Source:
L’UE “est intéressée par le projet (…) Le nombre de fournisseurs est limité et la demande mondiale augmente, le développement de nouvelles infrastructures est donc important pour l’Europe”, indique à l’AFP Ferran Tarradellas Espuny, porte-parole du commissaire à l’Energie Andris Piebalgs.

A Bruxelles, on se souvient encore avec inquiétude qu’en janvier dernier une grande partie de l’Europe avait été privée de gaz russe en raison d’un conflit gazier entre Moscou et Kiev.

“Notre demande en gaz devrait croître de 1,7% par an et la production domestique décline. Jusqu’à 85% du gaz en Europe pourrait être importé d’ici 2030, contre 50% en 2000”, résume-t-il.

Long d’environ 4.200 km, le gazoduc transsaharien (TSGP), devrait relier la côte sud du Nigeria à la côte méditérranéenne de l’Algérie, en traversant le Niger.

Il devrait officiellement être opérationnel en 2015-2017, une échéance jugée cependant “optimiste” par des sources du secteur selon lesquelles il faut une dizaine d’années pour la mise en place d’infrastructures gazières.

Données fournies:
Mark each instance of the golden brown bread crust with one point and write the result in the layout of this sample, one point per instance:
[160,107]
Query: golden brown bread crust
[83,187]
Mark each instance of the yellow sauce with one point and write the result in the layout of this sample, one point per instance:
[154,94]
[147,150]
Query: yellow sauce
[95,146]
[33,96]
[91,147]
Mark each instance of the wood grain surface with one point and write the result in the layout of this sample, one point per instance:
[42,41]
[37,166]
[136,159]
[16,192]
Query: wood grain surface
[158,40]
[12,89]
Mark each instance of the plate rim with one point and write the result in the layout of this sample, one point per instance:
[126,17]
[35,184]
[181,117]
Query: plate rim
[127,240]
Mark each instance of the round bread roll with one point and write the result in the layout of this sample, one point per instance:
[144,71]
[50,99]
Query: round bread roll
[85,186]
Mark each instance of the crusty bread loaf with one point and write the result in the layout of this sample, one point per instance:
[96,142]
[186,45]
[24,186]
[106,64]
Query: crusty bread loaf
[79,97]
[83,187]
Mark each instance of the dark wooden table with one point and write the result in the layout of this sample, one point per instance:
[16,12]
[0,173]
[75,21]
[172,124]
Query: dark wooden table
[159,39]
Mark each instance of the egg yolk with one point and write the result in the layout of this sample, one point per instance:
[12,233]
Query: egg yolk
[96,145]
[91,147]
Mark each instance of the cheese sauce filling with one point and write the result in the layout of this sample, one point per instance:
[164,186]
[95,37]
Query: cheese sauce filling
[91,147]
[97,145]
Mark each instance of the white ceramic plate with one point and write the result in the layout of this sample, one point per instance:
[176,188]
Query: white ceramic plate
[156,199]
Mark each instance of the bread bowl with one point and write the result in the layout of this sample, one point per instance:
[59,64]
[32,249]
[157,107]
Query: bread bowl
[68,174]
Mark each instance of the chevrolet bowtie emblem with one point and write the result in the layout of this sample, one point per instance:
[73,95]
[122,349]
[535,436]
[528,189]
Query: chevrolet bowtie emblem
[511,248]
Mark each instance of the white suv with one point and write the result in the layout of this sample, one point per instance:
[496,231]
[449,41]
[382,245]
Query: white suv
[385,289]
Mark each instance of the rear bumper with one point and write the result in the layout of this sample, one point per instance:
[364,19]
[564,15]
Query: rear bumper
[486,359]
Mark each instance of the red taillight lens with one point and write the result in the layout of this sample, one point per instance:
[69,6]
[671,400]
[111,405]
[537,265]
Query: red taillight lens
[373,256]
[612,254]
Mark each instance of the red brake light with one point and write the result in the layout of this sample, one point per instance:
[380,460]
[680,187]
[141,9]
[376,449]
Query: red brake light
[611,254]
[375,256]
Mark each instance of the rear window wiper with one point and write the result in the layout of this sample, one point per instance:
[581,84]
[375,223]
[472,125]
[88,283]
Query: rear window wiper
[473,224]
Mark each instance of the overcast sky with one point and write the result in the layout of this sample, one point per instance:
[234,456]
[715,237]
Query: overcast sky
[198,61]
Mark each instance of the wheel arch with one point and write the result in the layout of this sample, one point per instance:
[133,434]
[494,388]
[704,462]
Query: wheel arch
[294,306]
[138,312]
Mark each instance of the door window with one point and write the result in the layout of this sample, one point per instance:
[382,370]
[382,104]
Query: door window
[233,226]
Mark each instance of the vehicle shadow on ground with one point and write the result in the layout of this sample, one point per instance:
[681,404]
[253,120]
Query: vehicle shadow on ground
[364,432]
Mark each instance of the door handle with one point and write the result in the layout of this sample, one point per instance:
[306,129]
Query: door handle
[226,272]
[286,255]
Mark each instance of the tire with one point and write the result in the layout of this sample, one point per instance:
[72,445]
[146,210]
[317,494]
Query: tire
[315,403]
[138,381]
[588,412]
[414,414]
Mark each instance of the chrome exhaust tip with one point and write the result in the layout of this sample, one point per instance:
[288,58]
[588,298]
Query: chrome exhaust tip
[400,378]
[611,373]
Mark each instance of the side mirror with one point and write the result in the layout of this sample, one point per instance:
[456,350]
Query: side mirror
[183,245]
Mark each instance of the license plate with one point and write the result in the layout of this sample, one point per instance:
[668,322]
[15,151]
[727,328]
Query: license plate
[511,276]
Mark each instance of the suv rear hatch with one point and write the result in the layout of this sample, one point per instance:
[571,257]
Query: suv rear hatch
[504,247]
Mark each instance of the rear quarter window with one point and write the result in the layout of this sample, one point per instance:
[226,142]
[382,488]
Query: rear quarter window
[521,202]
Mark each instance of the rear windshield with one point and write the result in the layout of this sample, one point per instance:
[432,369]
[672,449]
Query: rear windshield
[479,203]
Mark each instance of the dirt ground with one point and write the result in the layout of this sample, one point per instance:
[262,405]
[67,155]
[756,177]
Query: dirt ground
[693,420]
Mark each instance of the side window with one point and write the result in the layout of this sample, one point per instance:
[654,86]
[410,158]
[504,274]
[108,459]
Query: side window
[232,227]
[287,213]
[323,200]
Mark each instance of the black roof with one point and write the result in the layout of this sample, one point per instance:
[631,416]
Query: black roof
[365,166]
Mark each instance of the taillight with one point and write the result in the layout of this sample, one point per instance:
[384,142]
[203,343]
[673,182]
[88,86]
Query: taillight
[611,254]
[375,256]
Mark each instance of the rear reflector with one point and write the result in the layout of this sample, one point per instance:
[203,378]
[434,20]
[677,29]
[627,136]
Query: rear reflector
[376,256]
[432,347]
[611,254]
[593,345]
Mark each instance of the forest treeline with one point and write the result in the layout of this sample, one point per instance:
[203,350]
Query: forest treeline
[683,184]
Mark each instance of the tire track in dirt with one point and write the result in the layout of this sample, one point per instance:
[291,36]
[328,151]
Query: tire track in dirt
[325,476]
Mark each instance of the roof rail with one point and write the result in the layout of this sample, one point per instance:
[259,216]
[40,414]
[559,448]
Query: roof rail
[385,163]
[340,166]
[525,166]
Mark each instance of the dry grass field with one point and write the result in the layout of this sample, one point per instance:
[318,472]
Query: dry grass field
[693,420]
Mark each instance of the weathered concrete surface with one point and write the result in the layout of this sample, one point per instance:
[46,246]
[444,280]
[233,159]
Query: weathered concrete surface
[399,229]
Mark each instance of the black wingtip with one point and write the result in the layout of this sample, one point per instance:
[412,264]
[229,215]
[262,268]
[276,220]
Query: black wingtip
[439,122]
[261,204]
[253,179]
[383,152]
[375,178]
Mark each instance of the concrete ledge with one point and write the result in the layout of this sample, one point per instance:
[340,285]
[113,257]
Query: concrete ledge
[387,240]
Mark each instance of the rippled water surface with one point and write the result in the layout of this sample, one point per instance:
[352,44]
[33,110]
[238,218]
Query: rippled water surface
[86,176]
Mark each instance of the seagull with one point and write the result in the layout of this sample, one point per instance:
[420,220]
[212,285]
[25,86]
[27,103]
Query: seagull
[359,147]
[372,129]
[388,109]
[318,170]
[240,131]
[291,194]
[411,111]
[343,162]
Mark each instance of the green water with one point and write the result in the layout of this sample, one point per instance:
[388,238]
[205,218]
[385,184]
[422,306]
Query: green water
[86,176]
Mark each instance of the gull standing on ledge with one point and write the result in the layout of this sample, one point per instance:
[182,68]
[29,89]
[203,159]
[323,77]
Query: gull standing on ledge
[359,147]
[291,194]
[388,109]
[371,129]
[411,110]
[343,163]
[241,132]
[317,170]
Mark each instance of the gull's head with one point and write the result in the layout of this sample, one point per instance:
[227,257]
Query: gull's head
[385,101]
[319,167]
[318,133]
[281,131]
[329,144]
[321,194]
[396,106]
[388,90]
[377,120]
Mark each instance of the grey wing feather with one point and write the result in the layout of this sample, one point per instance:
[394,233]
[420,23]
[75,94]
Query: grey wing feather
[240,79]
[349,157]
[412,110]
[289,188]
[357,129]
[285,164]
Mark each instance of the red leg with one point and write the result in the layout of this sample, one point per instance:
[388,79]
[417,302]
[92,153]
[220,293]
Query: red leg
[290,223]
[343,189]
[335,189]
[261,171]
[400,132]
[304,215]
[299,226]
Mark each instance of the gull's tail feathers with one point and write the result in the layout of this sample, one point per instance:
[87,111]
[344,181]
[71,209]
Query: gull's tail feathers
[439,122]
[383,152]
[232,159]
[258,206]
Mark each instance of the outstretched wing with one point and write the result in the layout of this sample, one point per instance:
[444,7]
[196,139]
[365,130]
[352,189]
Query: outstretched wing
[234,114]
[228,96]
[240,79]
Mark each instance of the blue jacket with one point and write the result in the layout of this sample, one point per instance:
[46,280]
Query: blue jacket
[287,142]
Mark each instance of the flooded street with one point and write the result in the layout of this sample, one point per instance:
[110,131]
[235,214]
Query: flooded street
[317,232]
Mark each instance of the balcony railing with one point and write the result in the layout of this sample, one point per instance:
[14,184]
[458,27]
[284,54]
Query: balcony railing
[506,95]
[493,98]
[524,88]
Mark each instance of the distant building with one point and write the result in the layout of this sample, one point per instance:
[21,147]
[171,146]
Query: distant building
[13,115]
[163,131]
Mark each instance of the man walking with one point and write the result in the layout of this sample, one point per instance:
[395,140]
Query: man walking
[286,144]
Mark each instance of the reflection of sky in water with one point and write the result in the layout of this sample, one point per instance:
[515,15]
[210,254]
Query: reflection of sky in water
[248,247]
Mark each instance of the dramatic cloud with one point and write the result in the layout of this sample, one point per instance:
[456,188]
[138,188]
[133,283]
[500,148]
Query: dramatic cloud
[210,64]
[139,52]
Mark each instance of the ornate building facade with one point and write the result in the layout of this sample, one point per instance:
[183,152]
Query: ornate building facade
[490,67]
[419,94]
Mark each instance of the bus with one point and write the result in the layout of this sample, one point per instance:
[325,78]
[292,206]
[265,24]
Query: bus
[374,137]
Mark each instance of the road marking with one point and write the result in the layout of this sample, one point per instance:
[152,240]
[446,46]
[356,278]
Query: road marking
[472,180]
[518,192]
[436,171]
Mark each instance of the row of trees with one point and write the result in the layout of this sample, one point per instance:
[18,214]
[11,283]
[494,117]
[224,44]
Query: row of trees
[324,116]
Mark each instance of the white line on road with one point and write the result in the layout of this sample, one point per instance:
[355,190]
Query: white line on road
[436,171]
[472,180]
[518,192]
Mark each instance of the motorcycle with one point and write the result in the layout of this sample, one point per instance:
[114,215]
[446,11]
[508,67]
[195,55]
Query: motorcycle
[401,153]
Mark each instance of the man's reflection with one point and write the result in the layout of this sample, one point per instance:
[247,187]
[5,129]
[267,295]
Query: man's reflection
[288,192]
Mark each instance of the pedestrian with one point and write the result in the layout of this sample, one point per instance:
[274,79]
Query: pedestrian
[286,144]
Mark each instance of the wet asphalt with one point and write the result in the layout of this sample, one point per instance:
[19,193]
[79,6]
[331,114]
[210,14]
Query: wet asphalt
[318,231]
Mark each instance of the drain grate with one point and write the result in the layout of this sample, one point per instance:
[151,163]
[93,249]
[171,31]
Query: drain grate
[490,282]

Objectif de la tâche: Pouvez-vous écrire la suite du texte sur le gazoduc transsaharien, en reprenant après sa dernière phrase ? Ce matériel n'est pas nécessaire.

Réponse attendue:
“La récente crise Russie-Ukraine a définitivement démontré la vulnérabilité de l’UE en matière de sécurité gazière”, rappelle M. Espuny, jugeant “extrêmement importante” la diversification des fournisseurs.

Les réserves prouvées en gaz naturel du Nigeria, déjà un important producteur de brut, sont les premières d’Afrique et les septièmes mondiales.

Une manne potentielle considérable, d’autant que les réserves réelles pourraient bien dépasser ces estimations. Car jusqu’à présent, tout le gaz découvert l’a été en marge de l’exploration pétrolière, aucune activité de recherche n’ayant été consacrée spécifiquement au gaz, souligne Emmanuel Egbogah, conseiller pétrole et gaz du président nigérian Umaru Yar’Adua.

Suite à une visite en septembre 2008 d’Andris Piebalgs au Nigeria, M. Egbogah était à Bruxelles fin mars pour poursuivre le dialogue sur la coopération énergétique.

Le transsaharien “faisait déjà l’objet d’un intérêt, mais cela a largement augmenté ces derniers mois”, notamment de la part des compagnies pétrolières, affirme Odein Ajumogobia, Secrétaire d’Etat nigérian au Pétrole.

Le TSGP “a un sens stratégique, industriel et économique”, estime le directeur de Total au Nigeria, Guy Maurice, qui a profité d’une conférence à Abuja fin février pour annoncer que le groupe pétrolier français était “prêt à prendre part à ce projet”.

Il a cependant estimé qu’il était trop tôt pour parler des modalités ou du montant d’un tel investissement.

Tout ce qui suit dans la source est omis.